__What this task involves__:
Quote the lines of the material below word for word, starting at the line that contains "the pink trousers" and ending at the line that contains "x=114 y=173", both included.

(Stored records)
══════════

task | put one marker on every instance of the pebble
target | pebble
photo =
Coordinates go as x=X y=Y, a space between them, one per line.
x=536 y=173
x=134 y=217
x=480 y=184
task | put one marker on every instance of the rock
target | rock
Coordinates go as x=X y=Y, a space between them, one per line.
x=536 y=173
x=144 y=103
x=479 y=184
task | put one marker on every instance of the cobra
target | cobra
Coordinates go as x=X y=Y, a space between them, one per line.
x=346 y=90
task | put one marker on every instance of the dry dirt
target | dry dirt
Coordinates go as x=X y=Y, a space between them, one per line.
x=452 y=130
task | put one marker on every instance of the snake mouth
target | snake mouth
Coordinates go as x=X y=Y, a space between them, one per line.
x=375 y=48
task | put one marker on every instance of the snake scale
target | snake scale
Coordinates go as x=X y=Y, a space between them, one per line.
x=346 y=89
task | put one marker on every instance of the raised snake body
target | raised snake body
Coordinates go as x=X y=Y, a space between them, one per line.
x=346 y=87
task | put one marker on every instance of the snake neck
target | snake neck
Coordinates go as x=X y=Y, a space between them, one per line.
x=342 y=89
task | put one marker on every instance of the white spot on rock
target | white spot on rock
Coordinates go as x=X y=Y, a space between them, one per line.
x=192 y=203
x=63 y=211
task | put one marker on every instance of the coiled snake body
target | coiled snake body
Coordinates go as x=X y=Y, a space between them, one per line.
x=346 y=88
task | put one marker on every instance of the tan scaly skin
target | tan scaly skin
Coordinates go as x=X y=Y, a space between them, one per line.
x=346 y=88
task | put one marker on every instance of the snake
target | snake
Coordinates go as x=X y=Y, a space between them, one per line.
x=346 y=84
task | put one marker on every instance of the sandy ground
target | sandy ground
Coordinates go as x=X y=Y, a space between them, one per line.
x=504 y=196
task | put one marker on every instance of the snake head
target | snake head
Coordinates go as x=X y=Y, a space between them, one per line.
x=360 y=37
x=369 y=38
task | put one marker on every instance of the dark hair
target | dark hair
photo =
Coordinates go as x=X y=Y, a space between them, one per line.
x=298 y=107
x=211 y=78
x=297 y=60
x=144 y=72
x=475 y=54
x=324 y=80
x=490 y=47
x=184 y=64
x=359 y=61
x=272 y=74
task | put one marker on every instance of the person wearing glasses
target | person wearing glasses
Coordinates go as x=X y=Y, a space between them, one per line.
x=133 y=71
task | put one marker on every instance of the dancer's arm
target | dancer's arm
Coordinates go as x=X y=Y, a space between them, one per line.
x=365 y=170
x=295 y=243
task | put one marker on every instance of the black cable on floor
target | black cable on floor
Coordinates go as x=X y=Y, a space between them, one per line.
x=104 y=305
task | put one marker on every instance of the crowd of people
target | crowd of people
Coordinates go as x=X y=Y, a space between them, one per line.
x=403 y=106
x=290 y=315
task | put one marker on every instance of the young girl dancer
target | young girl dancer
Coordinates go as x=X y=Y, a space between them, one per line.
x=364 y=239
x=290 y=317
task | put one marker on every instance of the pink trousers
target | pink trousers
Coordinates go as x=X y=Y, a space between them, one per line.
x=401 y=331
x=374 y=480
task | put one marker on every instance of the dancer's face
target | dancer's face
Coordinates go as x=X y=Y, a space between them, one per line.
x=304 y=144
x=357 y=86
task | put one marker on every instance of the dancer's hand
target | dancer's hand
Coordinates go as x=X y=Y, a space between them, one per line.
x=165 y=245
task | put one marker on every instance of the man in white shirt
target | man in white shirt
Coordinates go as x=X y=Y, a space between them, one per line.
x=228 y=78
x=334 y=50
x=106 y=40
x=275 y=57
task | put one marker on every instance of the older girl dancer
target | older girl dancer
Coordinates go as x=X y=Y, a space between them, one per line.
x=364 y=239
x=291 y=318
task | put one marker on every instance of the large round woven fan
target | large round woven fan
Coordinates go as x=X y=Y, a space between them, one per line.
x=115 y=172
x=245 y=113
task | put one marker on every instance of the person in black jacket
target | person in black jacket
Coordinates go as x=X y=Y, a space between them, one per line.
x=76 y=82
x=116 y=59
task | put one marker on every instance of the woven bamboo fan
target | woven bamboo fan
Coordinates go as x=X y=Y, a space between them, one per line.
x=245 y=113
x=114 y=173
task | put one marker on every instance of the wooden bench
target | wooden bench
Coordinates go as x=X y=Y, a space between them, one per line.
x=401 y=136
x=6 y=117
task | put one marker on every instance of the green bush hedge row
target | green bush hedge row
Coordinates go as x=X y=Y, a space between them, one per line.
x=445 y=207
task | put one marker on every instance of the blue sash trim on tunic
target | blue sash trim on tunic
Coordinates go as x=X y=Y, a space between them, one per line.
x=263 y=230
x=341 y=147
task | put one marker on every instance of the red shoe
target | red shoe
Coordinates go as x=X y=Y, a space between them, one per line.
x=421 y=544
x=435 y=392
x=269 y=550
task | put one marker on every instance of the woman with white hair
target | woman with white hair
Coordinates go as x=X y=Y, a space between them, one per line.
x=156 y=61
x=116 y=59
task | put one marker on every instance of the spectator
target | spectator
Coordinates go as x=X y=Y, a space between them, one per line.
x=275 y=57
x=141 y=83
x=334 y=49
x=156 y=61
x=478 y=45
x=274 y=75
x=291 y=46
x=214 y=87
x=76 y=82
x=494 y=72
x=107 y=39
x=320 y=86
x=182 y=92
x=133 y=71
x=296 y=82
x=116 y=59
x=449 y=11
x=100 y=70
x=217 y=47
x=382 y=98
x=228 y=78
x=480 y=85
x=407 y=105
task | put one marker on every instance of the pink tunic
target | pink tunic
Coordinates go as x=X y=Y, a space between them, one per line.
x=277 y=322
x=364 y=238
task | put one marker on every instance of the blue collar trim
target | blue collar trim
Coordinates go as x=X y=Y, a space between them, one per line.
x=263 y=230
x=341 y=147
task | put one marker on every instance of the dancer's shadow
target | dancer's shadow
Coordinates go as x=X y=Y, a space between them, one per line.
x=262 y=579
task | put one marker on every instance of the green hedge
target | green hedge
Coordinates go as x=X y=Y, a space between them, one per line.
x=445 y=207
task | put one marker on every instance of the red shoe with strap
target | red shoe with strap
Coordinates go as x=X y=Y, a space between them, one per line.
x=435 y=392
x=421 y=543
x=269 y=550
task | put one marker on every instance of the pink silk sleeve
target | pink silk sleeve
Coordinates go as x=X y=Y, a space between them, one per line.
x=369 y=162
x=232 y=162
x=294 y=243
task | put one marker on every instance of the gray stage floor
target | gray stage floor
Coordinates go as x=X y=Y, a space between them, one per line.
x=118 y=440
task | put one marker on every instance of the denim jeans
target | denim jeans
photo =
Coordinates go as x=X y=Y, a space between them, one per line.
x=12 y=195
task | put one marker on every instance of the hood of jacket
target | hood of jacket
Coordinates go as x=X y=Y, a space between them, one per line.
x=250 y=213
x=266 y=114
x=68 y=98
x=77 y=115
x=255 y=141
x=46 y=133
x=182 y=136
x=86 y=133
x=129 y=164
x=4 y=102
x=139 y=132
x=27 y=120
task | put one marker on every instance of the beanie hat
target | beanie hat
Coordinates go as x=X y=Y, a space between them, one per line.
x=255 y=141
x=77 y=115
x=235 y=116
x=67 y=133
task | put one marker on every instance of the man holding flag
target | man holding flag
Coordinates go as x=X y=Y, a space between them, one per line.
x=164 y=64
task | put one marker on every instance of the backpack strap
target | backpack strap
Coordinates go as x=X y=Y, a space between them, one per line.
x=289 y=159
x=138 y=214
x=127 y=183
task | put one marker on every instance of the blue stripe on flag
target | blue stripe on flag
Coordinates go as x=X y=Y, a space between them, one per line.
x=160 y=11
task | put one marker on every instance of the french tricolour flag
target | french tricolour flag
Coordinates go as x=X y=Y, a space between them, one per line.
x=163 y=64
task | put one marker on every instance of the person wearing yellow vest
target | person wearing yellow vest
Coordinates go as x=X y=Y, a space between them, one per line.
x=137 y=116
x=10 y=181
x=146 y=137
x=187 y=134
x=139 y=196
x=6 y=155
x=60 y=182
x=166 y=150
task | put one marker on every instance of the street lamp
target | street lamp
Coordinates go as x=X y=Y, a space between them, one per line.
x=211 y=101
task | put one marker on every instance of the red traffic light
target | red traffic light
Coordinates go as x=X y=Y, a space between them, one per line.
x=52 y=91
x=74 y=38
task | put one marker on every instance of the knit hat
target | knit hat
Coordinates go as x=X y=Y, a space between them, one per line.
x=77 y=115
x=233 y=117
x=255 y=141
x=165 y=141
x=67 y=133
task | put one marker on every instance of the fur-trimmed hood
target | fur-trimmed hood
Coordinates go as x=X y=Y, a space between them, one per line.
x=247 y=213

══════════

__Reply__:
task | put one marker on every instance of the pink trousers
target | pink trousers
Coordinates go as x=X y=Y, a space between them, one per line.
x=401 y=331
x=374 y=480
task | put one marker on every instance of the dancer's face
target | dancer's face
Coordinates go as x=X y=Y, a space between them, one per line.
x=304 y=144
x=357 y=86
task | put one marker on every instance of the dancer's hand
target | dancer's hand
Coordinates go as x=X y=Y, a space between them, one per line.
x=165 y=245
task | put one marker on every instance of the man in white shirt
target | man in white shirt
Coordinates go as x=X y=Y, a space between them, one per line.
x=228 y=78
x=334 y=50
x=106 y=40
x=275 y=57
task | put one marker on every instance of the older girl dancer
target | older girl dancer
Coordinates go as x=X y=Y, a space between them, one per line.
x=364 y=239
x=291 y=318
task | put one marker on every instance of the large round woven fan
target | large round woven fan
Coordinates go as x=X y=Y, a space between them, one per line.
x=115 y=172
x=245 y=113
task | put one marker on every instance of the person in black jacket
target | person in black jacket
Coordinates go as x=X y=Y, a space between them, one per line.
x=76 y=82
x=116 y=59
task | put one marker on every instance of the woven bamboo fan
target | woven bamboo fan
Coordinates go as x=X y=Y, a space between them, one per line.
x=245 y=113
x=114 y=173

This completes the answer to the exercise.